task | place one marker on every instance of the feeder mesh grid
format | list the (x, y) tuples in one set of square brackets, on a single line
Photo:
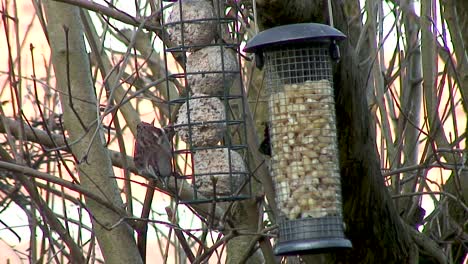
[(303, 139)]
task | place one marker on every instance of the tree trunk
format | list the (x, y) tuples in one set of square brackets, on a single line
[(79, 104)]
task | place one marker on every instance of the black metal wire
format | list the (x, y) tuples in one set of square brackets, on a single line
[(234, 122)]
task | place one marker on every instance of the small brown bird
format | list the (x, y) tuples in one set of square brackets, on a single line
[(153, 152)]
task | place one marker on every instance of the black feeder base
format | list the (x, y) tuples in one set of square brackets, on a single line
[(311, 236)]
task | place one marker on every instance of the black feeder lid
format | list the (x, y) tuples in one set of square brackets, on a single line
[(294, 33)]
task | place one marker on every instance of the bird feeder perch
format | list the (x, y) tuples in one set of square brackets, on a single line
[(298, 66)]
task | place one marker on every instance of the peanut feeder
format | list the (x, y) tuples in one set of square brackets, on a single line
[(304, 164)]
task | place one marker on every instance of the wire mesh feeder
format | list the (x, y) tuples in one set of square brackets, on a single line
[(303, 139), (208, 116)]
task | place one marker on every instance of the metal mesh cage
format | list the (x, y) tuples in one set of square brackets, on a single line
[(304, 160), (208, 112)]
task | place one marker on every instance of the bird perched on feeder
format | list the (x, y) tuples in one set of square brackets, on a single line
[(153, 152)]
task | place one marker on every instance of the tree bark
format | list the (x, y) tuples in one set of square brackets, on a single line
[(79, 104)]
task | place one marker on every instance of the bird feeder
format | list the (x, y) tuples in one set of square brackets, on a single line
[(304, 164), (208, 113)]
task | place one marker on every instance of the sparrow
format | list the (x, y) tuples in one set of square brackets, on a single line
[(265, 146), (152, 152)]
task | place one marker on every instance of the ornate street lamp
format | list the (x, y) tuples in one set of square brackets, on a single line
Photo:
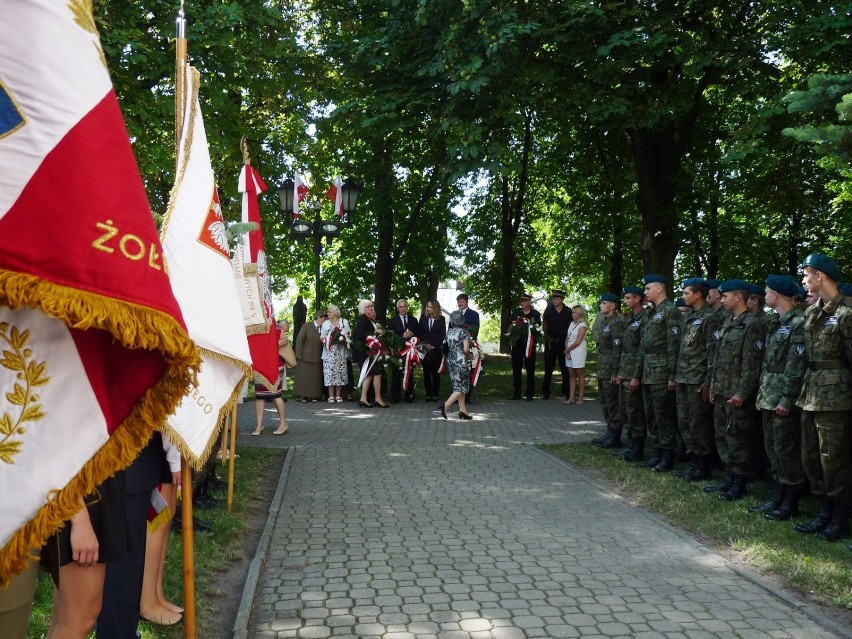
[(319, 228)]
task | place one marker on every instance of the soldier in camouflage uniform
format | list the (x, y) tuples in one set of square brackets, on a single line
[(826, 399), (630, 403), (655, 369), (780, 383), (733, 388), (610, 329), (694, 370)]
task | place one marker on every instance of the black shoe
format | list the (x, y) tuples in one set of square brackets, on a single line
[(655, 459), (820, 521)]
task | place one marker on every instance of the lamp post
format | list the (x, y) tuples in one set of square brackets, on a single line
[(319, 228)]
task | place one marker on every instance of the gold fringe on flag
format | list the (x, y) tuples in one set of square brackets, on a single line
[(134, 326)]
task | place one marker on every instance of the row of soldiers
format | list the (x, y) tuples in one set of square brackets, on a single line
[(723, 380)]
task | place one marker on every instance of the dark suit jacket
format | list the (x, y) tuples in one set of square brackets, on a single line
[(395, 324), (435, 337)]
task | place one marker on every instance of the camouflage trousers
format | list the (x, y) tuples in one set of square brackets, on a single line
[(631, 408), (608, 398), (782, 437), (734, 435), (695, 419), (660, 415), (826, 454)]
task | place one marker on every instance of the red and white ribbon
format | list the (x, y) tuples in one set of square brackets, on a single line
[(410, 359), (476, 370)]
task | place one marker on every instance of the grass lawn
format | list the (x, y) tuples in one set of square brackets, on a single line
[(215, 552), (804, 562)]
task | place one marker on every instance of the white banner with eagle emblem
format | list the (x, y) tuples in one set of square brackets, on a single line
[(195, 244)]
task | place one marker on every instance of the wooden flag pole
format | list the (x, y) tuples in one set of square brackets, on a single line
[(181, 60), (233, 457)]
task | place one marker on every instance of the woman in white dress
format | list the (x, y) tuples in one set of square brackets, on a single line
[(335, 352), (575, 355)]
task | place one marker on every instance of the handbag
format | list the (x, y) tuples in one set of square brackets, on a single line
[(287, 353)]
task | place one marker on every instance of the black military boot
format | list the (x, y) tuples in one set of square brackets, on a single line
[(666, 461), (636, 451), (653, 460), (601, 438), (701, 471), (737, 489), (789, 507), (820, 521), (779, 491), (838, 527), (722, 486)]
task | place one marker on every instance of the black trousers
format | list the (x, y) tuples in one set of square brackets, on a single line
[(552, 355), (520, 363)]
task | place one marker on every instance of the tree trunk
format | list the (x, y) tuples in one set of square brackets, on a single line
[(657, 158), (385, 261)]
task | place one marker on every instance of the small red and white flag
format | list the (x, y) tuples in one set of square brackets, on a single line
[(335, 194), (94, 353), (300, 192), (195, 243), (253, 281)]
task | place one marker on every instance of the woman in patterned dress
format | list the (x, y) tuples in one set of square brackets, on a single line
[(458, 353), (335, 353)]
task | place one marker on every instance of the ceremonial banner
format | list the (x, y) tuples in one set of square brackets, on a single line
[(94, 353), (335, 194), (262, 339), (195, 244)]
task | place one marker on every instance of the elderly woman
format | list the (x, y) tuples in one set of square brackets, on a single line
[(365, 327), (335, 338), (458, 353)]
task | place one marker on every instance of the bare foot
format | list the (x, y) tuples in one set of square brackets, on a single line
[(161, 616)]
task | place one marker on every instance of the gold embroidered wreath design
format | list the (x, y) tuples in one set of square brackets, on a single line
[(30, 374)]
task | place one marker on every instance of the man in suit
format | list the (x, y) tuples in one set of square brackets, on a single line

__________________________________________________

From the data above, copy out every line with the string "metal" in it.

task | place one marker on every instance of the black metal wire
task | place one marker on every instance of the metal mesh cage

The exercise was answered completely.